Assigned task → The records are to be copied in their entirety, exactly as given.

Records for the exercise →
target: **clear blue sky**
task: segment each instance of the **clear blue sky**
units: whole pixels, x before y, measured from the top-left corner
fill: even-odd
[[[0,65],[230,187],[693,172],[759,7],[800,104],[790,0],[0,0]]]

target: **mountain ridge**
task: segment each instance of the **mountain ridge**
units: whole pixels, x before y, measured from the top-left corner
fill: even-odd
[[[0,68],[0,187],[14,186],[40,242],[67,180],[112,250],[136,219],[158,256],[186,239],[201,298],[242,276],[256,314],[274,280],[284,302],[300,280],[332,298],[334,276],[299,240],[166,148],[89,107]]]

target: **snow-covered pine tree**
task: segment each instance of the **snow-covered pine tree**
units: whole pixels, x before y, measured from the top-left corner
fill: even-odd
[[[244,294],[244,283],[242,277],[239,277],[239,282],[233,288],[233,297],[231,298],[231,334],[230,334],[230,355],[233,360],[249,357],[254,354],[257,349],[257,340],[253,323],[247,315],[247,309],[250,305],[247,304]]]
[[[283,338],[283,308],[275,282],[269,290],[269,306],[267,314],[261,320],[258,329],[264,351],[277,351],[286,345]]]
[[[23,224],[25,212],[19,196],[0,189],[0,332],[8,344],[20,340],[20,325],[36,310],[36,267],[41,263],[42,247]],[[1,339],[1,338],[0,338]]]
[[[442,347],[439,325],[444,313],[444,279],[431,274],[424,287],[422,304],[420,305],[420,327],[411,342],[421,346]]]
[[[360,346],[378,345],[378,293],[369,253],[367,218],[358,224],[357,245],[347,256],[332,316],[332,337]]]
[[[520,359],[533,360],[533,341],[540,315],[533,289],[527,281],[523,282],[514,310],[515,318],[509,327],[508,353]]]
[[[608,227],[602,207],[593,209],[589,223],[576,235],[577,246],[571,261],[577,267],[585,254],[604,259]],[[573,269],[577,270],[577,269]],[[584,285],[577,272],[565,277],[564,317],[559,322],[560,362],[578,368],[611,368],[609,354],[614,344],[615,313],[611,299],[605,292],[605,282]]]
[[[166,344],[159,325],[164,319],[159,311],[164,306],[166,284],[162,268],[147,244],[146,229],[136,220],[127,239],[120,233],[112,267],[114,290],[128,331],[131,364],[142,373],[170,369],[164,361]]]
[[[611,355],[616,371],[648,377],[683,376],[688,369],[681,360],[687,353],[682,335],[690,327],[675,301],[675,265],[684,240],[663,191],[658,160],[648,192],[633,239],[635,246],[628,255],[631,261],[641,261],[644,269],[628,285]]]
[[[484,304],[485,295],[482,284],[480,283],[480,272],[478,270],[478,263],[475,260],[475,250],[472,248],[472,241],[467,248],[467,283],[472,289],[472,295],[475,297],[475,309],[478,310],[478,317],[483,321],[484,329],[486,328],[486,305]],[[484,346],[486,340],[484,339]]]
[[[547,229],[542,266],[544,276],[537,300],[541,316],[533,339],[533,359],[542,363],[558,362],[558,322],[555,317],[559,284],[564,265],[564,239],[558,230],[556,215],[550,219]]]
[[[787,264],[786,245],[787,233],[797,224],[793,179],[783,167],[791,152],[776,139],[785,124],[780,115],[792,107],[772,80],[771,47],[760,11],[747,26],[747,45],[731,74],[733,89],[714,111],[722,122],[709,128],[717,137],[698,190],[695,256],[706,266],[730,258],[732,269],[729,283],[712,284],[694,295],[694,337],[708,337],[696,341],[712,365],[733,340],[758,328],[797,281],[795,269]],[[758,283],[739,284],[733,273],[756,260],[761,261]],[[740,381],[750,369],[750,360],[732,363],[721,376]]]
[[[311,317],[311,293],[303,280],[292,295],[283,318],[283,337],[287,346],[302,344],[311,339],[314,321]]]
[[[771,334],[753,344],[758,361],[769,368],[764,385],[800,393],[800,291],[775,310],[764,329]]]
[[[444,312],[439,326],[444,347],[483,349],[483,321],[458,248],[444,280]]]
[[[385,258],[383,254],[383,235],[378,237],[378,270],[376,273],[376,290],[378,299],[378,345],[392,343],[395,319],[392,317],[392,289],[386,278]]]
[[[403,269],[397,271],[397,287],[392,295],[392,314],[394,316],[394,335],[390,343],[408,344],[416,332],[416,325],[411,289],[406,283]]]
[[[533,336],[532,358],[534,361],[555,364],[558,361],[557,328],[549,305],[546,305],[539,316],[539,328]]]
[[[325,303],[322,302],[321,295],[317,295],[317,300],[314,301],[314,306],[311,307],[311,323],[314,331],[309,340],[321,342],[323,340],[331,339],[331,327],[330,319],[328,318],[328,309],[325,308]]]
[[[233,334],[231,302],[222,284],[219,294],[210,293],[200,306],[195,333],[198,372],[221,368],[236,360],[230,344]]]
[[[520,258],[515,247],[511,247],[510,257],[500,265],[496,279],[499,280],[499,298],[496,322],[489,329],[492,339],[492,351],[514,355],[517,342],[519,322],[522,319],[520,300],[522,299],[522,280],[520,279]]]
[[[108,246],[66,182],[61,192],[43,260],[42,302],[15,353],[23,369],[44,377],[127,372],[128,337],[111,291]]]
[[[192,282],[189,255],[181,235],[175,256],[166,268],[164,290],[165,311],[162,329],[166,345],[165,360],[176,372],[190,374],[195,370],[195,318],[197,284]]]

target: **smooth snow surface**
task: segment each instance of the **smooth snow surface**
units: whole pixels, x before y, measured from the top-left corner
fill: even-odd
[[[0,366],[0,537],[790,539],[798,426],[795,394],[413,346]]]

Answer to the exercise →
target: **clear blue sky**
task: segment each instance of the **clear blue sky**
units: whole pixels, x before y, measured from the top-left corner
fill: even-odd
[[[0,65],[230,187],[693,172],[759,7],[800,104],[790,0],[0,0]]]

target: **mountain ridge**
task: segment each instance of the **mountain ridge**
units: whole pixels, x before y, measured from the top-left corner
fill: even-odd
[[[0,68],[0,187],[14,186],[40,242],[67,180],[112,250],[136,219],[158,256],[186,239],[201,298],[242,276],[256,314],[274,280],[284,302],[300,280],[332,298],[334,276],[299,240],[166,148],[89,107]]]

target: **snow-covered pine tree**
task: segment each instance of the **snow-covered pine tree**
units: whole pixels, x before y, measured from the top-left corner
fill: even-odd
[[[244,294],[244,283],[242,277],[239,277],[239,282],[233,288],[233,297],[231,298],[231,334],[230,334],[230,355],[233,360],[249,357],[254,354],[257,349],[257,340],[253,323],[247,315],[247,309],[250,305],[247,304]]]
[[[283,338],[283,308],[275,282],[269,290],[269,306],[267,314],[261,320],[258,329],[264,351],[277,351],[286,345]]]
[[[23,224],[25,212],[19,196],[0,189],[0,332],[8,344],[20,340],[20,325],[36,310],[36,267],[41,263],[42,247]],[[1,339],[1,338],[0,338]]]
[[[442,347],[439,325],[444,313],[444,279],[431,274],[424,287],[422,304],[420,305],[420,327],[411,342],[421,346]]]
[[[360,346],[378,345],[378,293],[369,253],[367,218],[358,224],[357,245],[347,256],[332,316],[332,337]]]
[[[520,359],[533,360],[533,341],[540,315],[533,289],[527,281],[523,282],[514,310],[515,318],[509,327],[508,353]]]
[[[608,227],[602,207],[593,209],[589,223],[576,235],[577,246],[571,261],[577,267],[585,254],[604,259]],[[573,269],[577,270],[577,269]],[[584,285],[577,272],[565,277],[564,317],[559,322],[560,362],[578,368],[611,368],[609,354],[614,344],[615,313],[611,299],[605,292],[605,282]]]
[[[166,344],[159,325],[164,319],[159,311],[164,306],[166,284],[162,268],[147,244],[146,229],[136,220],[127,239],[120,233],[112,267],[114,290],[128,331],[131,364],[142,373],[170,369],[164,361]]]
[[[611,355],[616,371],[648,377],[683,376],[688,369],[681,360],[687,353],[682,335],[690,327],[675,301],[675,265],[684,240],[663,191],[658,160],[648,192],[633,239],[635,246],[628,255],[631,261],[641,261],[644,269],[628,285]]]
[[[484,304],[485,295],[482,284],[480,283],[480,272],[478,270],[478,263],[475,260],[475,250],[472,248],[472,241],[467,248],[467,283],[472,289],[472,295],[475,297],[475,309],[478,310],[478,317],[483,321],[484,329],[486,328],[486,305]],[[484,346],[486,340],[484,339]]]
[[[547,229],[542,266],[544,276],[537,300],[541,316],[533,339],[533,359],[542,363],[558,362],[558,322],[555,317],[559,284],[564,265],[564,239],[558,230],[556,215],[550,219]]]
[[[787,264],[786,245],[787,233],[797,224],[793,179],[783,167],[791,152],[776,139],[785,124],[780,115],[792,107],[772,80],[771,47],[760,11],[747,26],[747,45],[731,74],[733,89],[714,111],[722,122],[709,128],[717,137],[698,190],[695,256],[706,266],[730,258],[732,269],[729,283],[712,284],[694,295],[694,337],[708,337],[696,341],[712,365],[733,340],[758,328],[797,281],[795,269]],[[758,283],[739,284],[733,273],[756,260],[761,261]],[[740,381],[750,369],[750,360],[732,363],[721,376]]]
[[[311,317],[311,293],[303,280],[292,295],[283,318],[283,337],[287,346],[302,344],[311,339],[314,321]]]
[[[771,334],[753,344],[758,361],[769,368],[764,385],[800,393],[800,291],[775,310],[764,329]]]
[[[444,312],[439,326],[444,347],[483,349],[483,321],[458,248],[444,280]]]
[[[385,258],[383,254],[383,235],[378,237],[378,270],[376,273],[376,290],[378,299],[378,345],[392,343],[395,319],[392,317],[392,289],[386,278]]]
[[[403,269],[397,271],[397,287],[392,295],[392,314],[394,316],[394,335],[390,343],[408,344],[416,332],[416,325],[411,289],[406,283]]]
[[[533,336],[532,358],[534,361],[555,364],[558,361],[557,328],[549,305],[546,305],[539,316],[539,328]]]
[[[325,303],[322,302],[321,295],[317,295],[317,300],[314,301],[314,306],[311,307],[311,323],[314,331],[309,340],[321,342],[323,340],[331,339],[331,327],[330,319],[328,318],[328,309],[325,308]]]
[[[233,334],[231,302],[222,284],[219,294],[210,293],[200,306],[195,333],[198,372],[221,368],[236,360],[230,344]]]
[[[520,258],[515,247],[511,247],[510,257],[500,265],[496,279],[499,280],[499,298],[496,322],[489,329],[492,339],[492,351],[514,355],[517,342],[519,322],[522,319],[520,300],[522,299],[522,280],[520,279]]]
[[[108,246],[66,182],[61,192],[43,260],[42,302],[15,353],[23,369],[44,377],[127,372],[128,337],[111,291]]]
[[[192,282],[189,255],[181,235],[175,256],[166,268],[164,290],[165,311],[162,329],[166,345],[165,360],[176,372],[190,374],[195,370],[195,318],[197,284]]]

target: **smooth snow surface**
task: segment each instance of the **smooth snow surface**
units: whole pixels, x before y, measured from the top-left corner
fill: even-odd
[[[0,366],[0,537],[790,539],[798,426],[795,394],[413,346]]]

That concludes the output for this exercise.